EXERCISE BRIEF:
In the listing below, locate the line containing "Could you spot the street" and the line containing "point(876, 245)". Output both of them and every line between, exactly as written, and nothing more.

RECORDS FOR THE EXERCISE:

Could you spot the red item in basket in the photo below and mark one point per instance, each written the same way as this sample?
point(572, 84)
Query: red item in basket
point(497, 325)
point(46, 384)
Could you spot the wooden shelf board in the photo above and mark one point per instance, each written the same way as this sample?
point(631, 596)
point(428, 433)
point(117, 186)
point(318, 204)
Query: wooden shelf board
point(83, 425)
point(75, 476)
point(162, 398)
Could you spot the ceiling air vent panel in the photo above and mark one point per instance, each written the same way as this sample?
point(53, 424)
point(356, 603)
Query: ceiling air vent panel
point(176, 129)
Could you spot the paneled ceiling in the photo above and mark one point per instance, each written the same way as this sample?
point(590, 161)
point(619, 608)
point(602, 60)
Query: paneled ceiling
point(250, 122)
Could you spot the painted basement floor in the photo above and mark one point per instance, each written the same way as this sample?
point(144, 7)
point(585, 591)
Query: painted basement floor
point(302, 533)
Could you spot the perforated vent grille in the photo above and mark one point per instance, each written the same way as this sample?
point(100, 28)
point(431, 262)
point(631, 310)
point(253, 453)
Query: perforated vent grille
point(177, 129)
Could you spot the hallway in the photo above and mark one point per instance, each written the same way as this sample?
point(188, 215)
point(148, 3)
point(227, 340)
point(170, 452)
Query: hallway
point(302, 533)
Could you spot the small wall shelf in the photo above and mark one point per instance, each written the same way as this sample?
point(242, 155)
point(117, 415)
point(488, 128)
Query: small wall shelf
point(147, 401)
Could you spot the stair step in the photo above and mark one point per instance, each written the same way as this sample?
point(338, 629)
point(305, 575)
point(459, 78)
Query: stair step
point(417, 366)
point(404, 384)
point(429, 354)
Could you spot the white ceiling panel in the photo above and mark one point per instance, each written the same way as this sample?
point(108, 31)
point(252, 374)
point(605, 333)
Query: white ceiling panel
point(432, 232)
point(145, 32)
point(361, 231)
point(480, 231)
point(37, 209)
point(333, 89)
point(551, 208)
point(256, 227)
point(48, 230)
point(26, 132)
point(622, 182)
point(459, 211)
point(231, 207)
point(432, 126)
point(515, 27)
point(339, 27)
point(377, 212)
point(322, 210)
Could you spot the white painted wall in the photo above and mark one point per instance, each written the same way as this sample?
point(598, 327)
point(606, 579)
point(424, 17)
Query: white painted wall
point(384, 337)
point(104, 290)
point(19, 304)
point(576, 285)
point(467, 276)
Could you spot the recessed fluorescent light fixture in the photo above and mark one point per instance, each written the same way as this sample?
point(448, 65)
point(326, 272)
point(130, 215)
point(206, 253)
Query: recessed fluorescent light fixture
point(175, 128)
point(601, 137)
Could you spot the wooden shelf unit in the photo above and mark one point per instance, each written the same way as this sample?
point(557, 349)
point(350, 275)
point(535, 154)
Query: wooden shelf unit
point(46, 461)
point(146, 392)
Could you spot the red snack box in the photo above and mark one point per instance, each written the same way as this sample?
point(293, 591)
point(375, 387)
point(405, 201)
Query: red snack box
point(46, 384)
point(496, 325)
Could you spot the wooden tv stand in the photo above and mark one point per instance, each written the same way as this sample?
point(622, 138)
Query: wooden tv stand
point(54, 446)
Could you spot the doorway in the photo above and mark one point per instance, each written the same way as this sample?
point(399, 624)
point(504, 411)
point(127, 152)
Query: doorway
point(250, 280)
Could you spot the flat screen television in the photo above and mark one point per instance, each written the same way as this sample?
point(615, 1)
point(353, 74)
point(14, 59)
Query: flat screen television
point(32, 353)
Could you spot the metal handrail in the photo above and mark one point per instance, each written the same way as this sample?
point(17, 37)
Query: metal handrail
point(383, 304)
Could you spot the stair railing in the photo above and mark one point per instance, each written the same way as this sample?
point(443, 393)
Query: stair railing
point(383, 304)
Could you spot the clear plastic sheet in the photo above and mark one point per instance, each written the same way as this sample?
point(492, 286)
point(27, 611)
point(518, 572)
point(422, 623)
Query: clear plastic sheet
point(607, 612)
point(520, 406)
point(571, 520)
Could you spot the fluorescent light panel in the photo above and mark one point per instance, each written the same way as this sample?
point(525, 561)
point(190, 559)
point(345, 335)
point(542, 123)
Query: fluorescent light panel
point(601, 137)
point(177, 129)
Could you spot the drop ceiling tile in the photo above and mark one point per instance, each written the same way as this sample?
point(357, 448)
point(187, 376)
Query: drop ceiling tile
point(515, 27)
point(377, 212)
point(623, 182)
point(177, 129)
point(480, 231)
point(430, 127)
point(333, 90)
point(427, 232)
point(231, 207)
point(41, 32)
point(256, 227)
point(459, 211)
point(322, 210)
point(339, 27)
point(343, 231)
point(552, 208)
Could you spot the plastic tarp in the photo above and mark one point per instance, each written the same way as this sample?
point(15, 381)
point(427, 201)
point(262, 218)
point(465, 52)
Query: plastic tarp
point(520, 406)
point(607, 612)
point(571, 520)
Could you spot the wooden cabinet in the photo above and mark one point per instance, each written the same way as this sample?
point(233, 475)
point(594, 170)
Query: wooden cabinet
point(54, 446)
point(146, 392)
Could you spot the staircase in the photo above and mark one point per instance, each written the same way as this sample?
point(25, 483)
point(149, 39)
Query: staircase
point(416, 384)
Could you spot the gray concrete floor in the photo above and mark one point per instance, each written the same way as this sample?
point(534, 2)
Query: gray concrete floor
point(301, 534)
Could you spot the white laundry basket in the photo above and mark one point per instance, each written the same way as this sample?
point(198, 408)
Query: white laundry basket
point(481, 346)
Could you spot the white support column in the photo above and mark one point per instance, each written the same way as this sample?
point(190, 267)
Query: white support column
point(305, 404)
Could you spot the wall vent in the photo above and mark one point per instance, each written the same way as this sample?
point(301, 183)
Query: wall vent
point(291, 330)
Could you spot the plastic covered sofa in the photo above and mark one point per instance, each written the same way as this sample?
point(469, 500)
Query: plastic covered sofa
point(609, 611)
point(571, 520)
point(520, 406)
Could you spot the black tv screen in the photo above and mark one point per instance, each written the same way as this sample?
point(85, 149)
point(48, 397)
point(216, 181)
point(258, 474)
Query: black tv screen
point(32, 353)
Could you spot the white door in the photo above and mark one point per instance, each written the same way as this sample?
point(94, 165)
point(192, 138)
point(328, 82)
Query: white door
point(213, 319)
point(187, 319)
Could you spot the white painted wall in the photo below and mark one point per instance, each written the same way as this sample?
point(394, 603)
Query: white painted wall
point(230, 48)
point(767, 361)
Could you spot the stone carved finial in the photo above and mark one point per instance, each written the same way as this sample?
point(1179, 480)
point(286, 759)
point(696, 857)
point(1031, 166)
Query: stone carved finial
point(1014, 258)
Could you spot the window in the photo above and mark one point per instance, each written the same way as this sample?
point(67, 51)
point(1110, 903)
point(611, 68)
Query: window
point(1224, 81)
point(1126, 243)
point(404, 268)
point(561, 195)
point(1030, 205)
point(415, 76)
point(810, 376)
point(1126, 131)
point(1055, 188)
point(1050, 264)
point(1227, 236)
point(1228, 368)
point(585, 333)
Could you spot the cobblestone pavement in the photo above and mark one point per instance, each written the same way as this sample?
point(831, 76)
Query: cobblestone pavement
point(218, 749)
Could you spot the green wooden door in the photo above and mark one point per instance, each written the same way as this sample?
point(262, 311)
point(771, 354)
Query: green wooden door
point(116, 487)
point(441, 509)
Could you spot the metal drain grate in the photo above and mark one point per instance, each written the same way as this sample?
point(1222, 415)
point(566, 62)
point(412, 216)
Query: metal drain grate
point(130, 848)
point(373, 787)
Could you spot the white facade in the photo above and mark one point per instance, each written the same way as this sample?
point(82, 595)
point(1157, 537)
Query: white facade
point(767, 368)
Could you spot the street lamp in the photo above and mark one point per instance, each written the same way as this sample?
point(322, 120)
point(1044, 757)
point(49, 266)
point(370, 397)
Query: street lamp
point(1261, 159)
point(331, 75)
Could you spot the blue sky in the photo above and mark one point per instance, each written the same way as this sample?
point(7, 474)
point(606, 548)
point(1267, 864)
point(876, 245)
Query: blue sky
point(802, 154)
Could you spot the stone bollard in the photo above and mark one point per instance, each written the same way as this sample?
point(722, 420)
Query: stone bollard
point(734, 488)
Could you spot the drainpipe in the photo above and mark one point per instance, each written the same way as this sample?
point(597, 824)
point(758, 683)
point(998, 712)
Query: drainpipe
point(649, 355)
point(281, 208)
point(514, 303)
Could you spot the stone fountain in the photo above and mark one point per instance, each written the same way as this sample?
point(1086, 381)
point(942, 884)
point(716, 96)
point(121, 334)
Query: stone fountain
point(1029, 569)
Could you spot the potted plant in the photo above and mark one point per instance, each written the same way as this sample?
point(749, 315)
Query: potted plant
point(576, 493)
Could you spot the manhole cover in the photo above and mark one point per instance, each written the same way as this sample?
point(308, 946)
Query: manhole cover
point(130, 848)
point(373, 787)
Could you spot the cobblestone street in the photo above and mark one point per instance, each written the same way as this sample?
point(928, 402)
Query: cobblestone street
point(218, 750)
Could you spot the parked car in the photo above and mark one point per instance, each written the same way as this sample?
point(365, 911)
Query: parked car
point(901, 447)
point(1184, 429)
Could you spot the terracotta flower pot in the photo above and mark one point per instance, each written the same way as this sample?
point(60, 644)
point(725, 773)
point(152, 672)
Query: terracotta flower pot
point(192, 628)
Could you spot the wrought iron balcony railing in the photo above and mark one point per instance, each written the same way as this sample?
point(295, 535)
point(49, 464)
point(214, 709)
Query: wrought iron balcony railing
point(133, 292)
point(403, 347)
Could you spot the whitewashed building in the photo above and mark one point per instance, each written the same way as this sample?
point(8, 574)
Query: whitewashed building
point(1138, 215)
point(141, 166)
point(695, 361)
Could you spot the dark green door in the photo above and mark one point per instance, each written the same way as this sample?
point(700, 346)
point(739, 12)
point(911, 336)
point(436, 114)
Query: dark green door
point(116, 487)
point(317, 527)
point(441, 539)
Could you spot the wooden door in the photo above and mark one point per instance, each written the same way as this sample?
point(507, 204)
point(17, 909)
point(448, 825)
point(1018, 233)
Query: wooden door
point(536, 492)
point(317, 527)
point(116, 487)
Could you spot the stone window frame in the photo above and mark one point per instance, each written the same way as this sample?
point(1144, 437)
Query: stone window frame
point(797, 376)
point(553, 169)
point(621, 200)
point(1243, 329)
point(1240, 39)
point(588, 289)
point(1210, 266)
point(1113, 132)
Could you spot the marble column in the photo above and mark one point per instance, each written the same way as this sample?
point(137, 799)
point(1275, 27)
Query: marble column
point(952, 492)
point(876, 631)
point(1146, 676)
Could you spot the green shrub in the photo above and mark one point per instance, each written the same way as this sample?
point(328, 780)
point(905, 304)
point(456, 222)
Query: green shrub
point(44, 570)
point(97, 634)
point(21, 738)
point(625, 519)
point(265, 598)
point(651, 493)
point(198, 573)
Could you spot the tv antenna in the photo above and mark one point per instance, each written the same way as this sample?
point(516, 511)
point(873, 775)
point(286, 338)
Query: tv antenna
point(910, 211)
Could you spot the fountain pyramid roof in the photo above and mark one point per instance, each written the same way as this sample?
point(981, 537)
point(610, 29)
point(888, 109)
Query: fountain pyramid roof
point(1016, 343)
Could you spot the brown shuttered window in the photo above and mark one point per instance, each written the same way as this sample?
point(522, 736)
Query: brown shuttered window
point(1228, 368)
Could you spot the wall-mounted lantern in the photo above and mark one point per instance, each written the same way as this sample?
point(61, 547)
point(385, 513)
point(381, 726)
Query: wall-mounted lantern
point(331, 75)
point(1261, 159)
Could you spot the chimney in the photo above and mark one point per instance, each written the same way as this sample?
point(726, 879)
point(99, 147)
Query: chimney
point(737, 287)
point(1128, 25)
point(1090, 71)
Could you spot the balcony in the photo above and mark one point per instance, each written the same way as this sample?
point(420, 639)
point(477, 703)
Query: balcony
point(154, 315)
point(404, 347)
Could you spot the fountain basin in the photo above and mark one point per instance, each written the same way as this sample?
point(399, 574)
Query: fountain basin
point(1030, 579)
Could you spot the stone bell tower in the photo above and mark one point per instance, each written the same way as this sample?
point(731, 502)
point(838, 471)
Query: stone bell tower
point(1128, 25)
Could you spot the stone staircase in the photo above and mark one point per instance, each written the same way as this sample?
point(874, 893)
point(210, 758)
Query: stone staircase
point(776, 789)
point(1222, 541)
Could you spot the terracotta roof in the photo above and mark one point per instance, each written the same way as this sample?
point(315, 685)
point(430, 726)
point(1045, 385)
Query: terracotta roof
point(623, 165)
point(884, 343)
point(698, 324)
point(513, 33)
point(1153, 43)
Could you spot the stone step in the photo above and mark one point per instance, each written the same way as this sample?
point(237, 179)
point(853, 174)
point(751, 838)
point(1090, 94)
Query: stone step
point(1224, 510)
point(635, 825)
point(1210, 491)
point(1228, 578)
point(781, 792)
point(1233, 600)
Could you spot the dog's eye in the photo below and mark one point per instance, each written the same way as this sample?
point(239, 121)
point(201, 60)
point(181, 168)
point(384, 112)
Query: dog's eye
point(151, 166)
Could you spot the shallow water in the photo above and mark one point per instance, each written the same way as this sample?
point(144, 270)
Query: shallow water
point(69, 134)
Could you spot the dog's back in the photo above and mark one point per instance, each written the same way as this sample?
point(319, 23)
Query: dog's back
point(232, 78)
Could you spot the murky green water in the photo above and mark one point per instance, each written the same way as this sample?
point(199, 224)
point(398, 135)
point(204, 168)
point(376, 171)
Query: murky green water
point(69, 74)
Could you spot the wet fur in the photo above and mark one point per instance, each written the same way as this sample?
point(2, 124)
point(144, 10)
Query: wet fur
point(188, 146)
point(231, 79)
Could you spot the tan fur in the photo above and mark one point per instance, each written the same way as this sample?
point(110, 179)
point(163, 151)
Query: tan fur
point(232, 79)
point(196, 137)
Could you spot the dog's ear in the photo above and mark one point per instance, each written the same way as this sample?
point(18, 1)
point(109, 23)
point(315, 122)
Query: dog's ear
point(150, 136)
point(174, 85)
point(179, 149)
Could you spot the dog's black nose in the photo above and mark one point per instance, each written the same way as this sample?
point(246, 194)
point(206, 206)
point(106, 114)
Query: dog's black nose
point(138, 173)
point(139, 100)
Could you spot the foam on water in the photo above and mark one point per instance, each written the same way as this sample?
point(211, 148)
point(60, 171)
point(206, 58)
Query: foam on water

ANSWER SECTION:
Could you spot the street lamp in the photo above and mark one point per instance, each written the same way as this sample?
point(322, 120)
point(1044, 757)
point(49, 266)
point(370, 397)
Query: street lamp
point(1261, 159)
point(331, 75)
Could you spot the blue sky in the photo above and mark one point per instance, each written the same way as this sample?
point(7, 474)
point(606, 548)
point(1267, 864)
point(876, 245)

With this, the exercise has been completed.